- _Problem statement_
Carry on the book review of The End of Religion from its last sentence, keeping the reviewer's first-person voice.

- _Excerpt to read_
BEGIN

Wednesday, March 19, 2008

Book Review: The End of Religion

"Bruxy Cavey is a dynamic and creative thinker. He understands the ways in which the radical and liberating message of Jesus addresses the matrix of postmodern society and the deeper needs of its citizens..." -- (Dr. James Beverley, professor of Christian thought & ethics, Tyndale College & Seminary)

Reading Dr. Beverley's praise on the inside cover of this new book by Bruxy Cavey, The End of Religion, brought back a few memories.

Like taking a Philosophy of Religion class with Dr. Beverley, when I was a student at Toronto's Tyndale Seminary, back in the day when Miami Vice was still current. And, in that class, getting to know a guy with the improbable name of Bruxy Cavey.

Bruxy initially joined my friend Al and I in our little corner of exile because we were the only other people at the Seminary with crazy hairstyles and piercings of any kind. And we quickly found Bruxy to be a deep thinker, with a great sense of humour (rare combination in seminary, sometimes!), and a gift at communicating complex things in "normal-speak" (also rare in seminary).

END

- _Entries on locating named things_
BEGIN

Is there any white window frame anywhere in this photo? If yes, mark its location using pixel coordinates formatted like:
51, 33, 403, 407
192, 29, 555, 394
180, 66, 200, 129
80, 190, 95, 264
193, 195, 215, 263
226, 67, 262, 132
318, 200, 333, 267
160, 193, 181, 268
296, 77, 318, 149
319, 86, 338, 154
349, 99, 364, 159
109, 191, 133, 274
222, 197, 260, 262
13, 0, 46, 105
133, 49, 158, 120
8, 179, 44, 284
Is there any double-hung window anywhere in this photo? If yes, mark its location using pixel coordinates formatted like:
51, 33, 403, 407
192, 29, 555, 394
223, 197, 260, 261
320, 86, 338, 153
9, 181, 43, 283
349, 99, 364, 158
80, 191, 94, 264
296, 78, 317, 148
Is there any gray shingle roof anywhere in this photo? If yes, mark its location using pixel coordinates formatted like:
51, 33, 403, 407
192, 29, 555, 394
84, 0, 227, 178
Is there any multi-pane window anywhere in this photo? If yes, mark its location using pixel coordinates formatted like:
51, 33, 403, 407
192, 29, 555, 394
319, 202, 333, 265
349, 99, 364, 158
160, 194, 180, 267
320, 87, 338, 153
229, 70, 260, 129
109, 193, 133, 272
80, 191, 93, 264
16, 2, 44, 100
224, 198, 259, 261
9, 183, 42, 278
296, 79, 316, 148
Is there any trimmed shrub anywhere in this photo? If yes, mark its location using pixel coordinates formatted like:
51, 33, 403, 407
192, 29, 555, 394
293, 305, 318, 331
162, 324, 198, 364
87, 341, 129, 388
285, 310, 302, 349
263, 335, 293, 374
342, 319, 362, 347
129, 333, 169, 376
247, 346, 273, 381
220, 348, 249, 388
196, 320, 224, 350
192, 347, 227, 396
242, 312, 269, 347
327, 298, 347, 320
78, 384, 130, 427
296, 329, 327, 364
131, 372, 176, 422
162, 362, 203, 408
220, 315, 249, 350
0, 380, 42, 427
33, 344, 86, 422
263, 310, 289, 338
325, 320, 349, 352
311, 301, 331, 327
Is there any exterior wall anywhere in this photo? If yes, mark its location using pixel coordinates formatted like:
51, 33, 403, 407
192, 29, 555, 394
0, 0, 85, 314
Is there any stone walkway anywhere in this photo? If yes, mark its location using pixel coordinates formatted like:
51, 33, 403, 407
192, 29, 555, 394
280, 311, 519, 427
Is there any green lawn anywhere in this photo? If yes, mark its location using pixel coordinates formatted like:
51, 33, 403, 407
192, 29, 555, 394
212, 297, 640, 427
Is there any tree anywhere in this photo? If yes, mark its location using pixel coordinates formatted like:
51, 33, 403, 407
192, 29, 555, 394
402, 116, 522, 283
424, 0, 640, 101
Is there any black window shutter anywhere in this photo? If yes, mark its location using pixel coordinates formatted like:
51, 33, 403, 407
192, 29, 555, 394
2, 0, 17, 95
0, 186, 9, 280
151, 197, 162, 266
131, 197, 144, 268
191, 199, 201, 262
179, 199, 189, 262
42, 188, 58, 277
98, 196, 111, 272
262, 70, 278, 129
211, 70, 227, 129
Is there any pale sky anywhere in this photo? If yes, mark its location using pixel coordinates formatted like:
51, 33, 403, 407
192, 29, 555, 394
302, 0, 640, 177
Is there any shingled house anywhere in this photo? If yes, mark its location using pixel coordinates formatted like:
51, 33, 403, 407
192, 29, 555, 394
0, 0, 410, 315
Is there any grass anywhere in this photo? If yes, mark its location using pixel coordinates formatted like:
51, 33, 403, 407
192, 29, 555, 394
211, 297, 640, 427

END

- _Expected answer_
So, it was a treat to read a book by somebody that I know. And also a treat to see that Bruxy -- the church-planting leader of The Meeting House -- continues to be a thinker with a sense of humour, and also a gifted communicator. I'm putting this book on my "loan to as many friends as will read it" short-list.

If I had to try and limit myself to just one short, pithy phrase, I would describe it as a brilliant piece of Christological apologetics. Yes, the title seems to indicate something else, but Bruxy's theme throughout this writing is that Jesus' teachings and example is actually anti-religion, and that we must leave our attempts at creating a religion in Jesus' name behind if we truly want to follow Him.
One of my favourite metaphors in the book is this: "Picture a thirsty person holding a cup of water. Now picture that person licking the outside of the cup in an attempt to quench his thirst. That is a picture of religion... They were licking the cup."
A few other gems:
  • "At the same time, Jesus never taught that people could experience true spirituality simply by stopping those same religious rituals. Please understand -- and this is important -- becoming a religion drop-out does not by itself make you more spiritual... (Jesus) didn't just want people to stop licking the cup -- he wanted them to drink!"

  • "So when someone says to me, 'I'm spiritual but not religious', I imagine Jesus sighing with relief."

  • "This is, by the way, why I strongly believe in sticking closely to what the Bible teachings -- not to be an oppressive legalist, but to avoid oppressive legalism. Remember that in Christian circles, legalism is usually the result of human tradition being added to the Bible and passed off as Scriptural teaching."

  • "So offering forgiveness to sinners directly was, in a way, both a creative and destructive gesture. Creative for the human spirit; destructive for the religious system. At the same moment he was building people up, Jesus was also tearing religion down."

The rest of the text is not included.